Required task: Pull out every line of the material that contains the word "target", copying each line in full.

Dataset content:
• • • • •

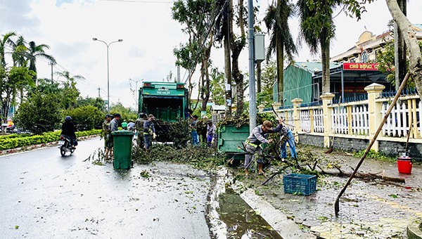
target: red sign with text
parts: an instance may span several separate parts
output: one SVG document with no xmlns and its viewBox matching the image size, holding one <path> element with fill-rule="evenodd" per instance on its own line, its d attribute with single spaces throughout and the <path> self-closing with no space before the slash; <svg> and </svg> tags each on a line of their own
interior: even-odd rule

• • • • •

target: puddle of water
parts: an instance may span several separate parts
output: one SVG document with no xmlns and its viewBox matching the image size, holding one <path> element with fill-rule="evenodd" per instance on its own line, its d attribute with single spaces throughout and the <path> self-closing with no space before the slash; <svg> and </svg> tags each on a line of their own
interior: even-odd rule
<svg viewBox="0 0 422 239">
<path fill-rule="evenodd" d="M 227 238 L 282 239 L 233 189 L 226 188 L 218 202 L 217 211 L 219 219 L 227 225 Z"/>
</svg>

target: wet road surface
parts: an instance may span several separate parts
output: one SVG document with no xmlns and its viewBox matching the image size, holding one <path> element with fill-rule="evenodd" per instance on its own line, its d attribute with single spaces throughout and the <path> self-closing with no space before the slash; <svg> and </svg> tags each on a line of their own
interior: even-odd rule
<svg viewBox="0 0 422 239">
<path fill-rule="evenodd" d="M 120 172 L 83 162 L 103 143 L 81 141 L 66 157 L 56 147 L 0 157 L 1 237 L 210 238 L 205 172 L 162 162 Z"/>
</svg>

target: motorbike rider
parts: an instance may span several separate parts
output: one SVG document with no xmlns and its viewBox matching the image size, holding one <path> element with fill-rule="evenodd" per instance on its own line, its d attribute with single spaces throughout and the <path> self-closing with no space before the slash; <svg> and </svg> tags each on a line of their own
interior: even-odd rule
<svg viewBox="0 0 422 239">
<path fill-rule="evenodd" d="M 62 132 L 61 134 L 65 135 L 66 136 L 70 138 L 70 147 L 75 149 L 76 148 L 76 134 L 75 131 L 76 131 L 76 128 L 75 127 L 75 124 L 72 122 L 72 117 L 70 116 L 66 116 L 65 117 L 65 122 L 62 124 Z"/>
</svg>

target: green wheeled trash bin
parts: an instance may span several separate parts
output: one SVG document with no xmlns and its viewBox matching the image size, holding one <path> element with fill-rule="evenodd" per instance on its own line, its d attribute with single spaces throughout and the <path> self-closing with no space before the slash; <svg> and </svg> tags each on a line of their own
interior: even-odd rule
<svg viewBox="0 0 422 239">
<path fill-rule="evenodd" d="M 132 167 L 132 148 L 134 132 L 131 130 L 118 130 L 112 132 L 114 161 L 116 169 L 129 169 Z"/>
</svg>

• • • • •

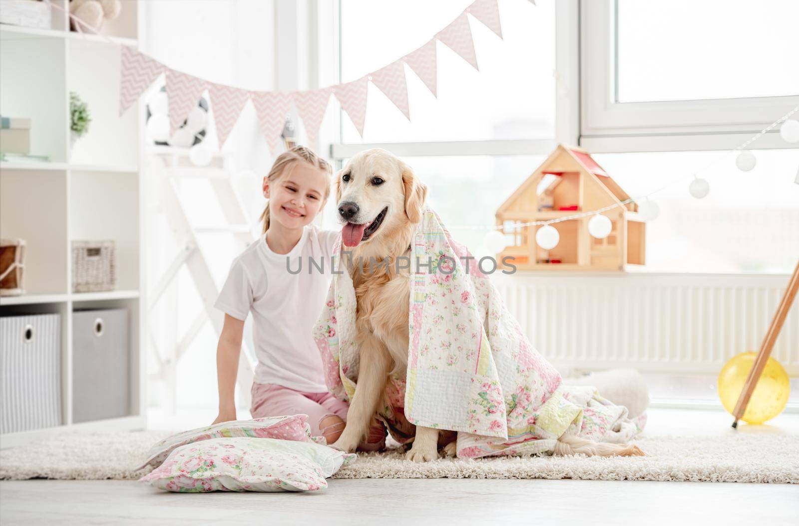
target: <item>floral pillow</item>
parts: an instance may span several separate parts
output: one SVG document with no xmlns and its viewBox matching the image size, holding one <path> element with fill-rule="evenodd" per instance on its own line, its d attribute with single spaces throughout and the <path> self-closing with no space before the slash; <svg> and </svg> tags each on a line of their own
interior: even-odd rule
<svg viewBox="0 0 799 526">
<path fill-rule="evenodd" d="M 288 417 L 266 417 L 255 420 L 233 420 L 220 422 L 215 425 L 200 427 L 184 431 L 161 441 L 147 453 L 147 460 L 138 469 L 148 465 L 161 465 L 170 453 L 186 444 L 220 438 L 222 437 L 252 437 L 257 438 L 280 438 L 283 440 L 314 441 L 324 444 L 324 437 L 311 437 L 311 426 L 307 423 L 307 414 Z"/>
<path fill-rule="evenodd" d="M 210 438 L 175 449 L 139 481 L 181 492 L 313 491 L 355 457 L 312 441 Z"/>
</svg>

• • • • •

Exercise result:
target: red sign with text
target: puddle of water
target: wet road surface
target: motorbike rider
target: green wheeled trash bin
target: <item>floral pillow</item>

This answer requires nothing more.